*** EXERCISE MATERIAL Section Begins ***

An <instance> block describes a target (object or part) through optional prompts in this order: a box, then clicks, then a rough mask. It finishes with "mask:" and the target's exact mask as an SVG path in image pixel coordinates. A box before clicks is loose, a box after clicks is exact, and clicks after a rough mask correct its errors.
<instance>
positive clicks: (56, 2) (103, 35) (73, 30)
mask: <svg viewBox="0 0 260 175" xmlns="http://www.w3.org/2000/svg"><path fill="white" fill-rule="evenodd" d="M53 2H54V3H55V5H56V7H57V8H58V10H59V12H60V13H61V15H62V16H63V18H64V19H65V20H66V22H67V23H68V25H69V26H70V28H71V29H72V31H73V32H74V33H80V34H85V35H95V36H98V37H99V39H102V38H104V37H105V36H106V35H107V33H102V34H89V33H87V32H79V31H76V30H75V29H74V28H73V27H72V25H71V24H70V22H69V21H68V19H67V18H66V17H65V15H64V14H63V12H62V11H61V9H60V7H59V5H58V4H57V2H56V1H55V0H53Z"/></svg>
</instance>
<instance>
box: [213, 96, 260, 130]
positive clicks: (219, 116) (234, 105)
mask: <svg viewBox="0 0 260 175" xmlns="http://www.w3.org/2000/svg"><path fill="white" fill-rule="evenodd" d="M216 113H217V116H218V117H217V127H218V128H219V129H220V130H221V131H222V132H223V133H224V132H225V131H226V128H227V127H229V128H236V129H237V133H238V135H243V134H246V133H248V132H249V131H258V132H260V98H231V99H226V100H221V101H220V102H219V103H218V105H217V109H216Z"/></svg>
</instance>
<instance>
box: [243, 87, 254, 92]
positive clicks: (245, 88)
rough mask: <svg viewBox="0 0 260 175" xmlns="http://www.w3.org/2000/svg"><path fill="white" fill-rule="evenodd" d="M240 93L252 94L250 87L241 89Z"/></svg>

*** EXERCISE MATERIAL Section Ends ***

• **YOUR TASK**: Reproduce the data verbatim, line for line.

• **SOLUTION FOR THIS PROBLEM**:
An <instance> block describes a target (object or part) through optional prompts in this order: a box, then clicks, then a rough mask. It finishes with "mask:" and the target's exact mask as an SVG path in image pixel coordinates. A box before clicks is loose, a box after clicks is exact, and clicks after a rough mask correct its errors.
<instance>
positive clicks: (56, 2) (103, 35) (73, 30)
mask: <svg viewBox="0 0 260 175" xmlns="http://www.w3.org/2000/svg"><path fill="white" fill-rule="evenodd" d="M53 2H54V3H55V5H56V7H57V8H58V10H59V12H60V13H61V15H62V16H63V18H64V19H65V20H66V22H67V23H68V25H69V26H70V28H71V29H72V31H73V32H74V33H80V34H85V35H95V36H98V37H99V39H102V38H104V37H105V36H106V35H107V33H102V34H89V33H87V32H79V31H76V30H75V29H74V28H73V27H72V25H71V24H70V22H69V21H68V19H67V18H66V17H65V15H64V14H63V12H62V11H61V9H60V7H59V5H58V4H57V2H56V1H55V0H53Z"/></svg>
</instance>
<instance>
box: [213, 96, 260, 130]
positive clicks: (219, 116) (234, 105)
mask: <svg viewBox="0 0 260 175" xmlns="http://www.w3.org/2000/svg"><path fill="white" fill-rule="evenodd" d="M216 113H217V116H218V117H217V127H218V128H219V129H220V130H221V131H222V132H223V133H224V132H225V131H226V128H227V127H229V128H236V129H237V133H238V135H243V134H246V133H248V132H249V131H258V132H260V98H231V99H226V100H221V101H220V102H219V103H218V105H217V109H216Z"/></svg>
</instance>
<instance>
box: [243, 87, 254, 92]
positive clicks: (245, 88)
rough mask: <svg viewBox="0 0 260 175" xmlns="http://www.w3.org/2000/svg"><path fill="white" fill-rule="evenodd" d="M240 93L252 94L250 87L241 89Z"/></svg>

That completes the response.